Durham University
Programme and Module Handbook

Postgraduate Programme and Module Handbook 2024-2025

Module ARCH43230: HERITAGE LANDSCAPES OF EAST ASIA: CONTEMPORARY PRACTICES AND CHALLENGES

Department: Archaeology

ARCH43230: HERITAGE LANDSCAPES OF EAST ASIA: CONTEMPORARY PRACTICES AND CHALLENGES

Type Open Level 4 Credits 30 Availability Not available in 2024/2025 Module Cap None.

Prerequisites

  • None

Corequisites

  • None

Excluded Combination of Modules

  • None

Aims

  • This module aims to provide students with deep knowledge and a critical understanding of the contemporary practices and challenges surrounding heritage landscapes of East Asia in relation to broader, globalised contexts. It is open to students on the MA in International Cultural Heritage Management and the MA in Museum and Artefact Studies, as well as Masters students in other relevant programmes.
  • It has four specific aims:
  • 1. To enhance students’ knowledge and understanding of heritage landscapes (including heritage objects, sites, places, beliefs and traditions, and museums) of East Asian societies as concepts, practices, arenas of converging forces, and expressions of value, identity, memory, and emotion.
  • 2. To enable students to identify, conceptualise and critically analyse the complexities surrounding heritage production, governance and funding, conservation, management, and consumption in East Asian contexts with appropriate theoretical and methodological frameworks.
  • 3. To equip students with alternative ways of thinking about and analysing current issues and debates in heritage and museum studies, transcending dichotomised borderlines between “Eastern” and “Western” ideas and practices.
  • 4. To help students in 1) developing original responses to and well-informed judgements on complex issues relating to the protection, governance, and use of heritage (and museums) in East Asian and intercultural settings, and 2) working effectively and respectively both individually and in teams in heritage/museums-related projects involving unfamiliar cultural elements or backgrounds.

Content

  • The module will explore themes central to the understanding of heritage landscapes of East Asia and their places in the world:
  • The characteristics of East Asian heritage landscapes
  • Perceptions of East Asian heritage: orientalism and self-orientalism
  • Museums in East Asia: development and challenges
  • Histories and politics of cultural heritage protection in East Asian countries
  • Value and authenticity in East Asian heritage
  • The role of the UNESCO World Heritage programme in reshaping East Asian heritage landscapes
  • Intangible Cultural Heritage and East Asian cultures
  • Contested heritage in East Asia
  • Heritage tourism and its implications in East Asia
  • Community participation in heritage and museums in East Asia
  • Heritage, museums, and international cooperation between the “East” and “West”
  • Heritage landscapes of East Asia through a global lens

Learning Outcomes

Subject-specific Knowledge:
  • Advanced knowledge and critical understanding of key approaches, concepts, debates, and similarities/differences in East Asian heritage studies.

**Parts of the exercise:**
[1] Based on the module description, decide whether each statement agrees with it: (a) the module is available in 2024/2025; (b) the module carries 30 credits; (c) students on the MA in Museum and Artefact Studies may take the module. Give yes or no for each and quote the deciding words.
[2] Please list every heading in the module description whose only entry is "None".

Source records:
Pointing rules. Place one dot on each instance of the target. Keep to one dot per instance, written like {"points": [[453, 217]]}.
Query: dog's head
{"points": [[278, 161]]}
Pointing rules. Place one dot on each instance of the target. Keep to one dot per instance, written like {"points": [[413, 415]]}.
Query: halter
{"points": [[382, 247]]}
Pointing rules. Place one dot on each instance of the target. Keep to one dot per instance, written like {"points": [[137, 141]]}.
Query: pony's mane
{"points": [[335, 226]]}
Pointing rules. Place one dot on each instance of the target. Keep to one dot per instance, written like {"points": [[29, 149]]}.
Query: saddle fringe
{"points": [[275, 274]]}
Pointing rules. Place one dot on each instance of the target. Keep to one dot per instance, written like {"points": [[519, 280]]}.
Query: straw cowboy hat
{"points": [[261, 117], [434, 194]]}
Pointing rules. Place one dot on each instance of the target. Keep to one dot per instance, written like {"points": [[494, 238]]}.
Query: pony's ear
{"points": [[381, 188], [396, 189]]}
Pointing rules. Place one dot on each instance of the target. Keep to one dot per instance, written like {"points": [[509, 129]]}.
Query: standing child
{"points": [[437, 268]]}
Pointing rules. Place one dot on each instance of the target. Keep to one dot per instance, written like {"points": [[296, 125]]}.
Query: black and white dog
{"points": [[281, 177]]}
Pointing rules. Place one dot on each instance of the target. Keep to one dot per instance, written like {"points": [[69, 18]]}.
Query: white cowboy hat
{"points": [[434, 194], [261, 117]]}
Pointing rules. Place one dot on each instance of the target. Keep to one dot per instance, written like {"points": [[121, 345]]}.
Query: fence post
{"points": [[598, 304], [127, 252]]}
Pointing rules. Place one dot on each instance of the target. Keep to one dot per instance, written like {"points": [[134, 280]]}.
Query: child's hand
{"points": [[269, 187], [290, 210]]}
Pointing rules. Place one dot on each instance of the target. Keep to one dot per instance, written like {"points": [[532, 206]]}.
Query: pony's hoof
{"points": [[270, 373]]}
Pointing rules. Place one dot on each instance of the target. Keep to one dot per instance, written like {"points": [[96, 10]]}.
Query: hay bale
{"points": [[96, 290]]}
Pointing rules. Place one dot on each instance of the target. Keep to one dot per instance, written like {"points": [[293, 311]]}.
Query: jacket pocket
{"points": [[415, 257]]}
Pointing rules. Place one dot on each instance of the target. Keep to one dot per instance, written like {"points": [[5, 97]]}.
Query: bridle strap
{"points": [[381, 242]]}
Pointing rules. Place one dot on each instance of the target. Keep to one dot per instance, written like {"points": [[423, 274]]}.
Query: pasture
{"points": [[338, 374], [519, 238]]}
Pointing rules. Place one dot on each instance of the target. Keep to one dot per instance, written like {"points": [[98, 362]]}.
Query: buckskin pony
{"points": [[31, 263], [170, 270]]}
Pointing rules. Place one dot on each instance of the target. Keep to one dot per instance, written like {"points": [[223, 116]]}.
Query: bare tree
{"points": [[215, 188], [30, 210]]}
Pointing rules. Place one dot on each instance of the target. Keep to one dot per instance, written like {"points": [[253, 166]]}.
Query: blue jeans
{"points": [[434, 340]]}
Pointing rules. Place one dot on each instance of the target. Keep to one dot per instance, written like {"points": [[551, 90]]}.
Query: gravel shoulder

**Solutions by task:**
[1]
(a) No: "Not available in 2024/2025"
(b) Yes: "Credits 30"
(c) Yes: "It is open to students on the MA in International Cultural Heritage Management and the MA in Museum and Artefact Studies"

[2]
Prerequisites
Corequisites
Excluded Combination of Modules